Exercise prompt
Rewrite each of the rows below as a Markdown table with two columns, "Number" for the row number and "Line" for the line itself, leaving out any blank lines.

--- START OF Data listing ---

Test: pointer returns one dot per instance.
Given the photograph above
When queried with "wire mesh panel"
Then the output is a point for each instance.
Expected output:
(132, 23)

--- END OF Data listing ---

Result of the task
| Number | Line |
|---|---|
| 1 | Test: pointer returns one dot per instance. |
| 2 | Given the photograph above |
| 3 | When queried with "wire mesh panel" |
| 4 | Then the output is a point for each instance. |
| 5 | Expected output: |
| 6 | (132, 23) |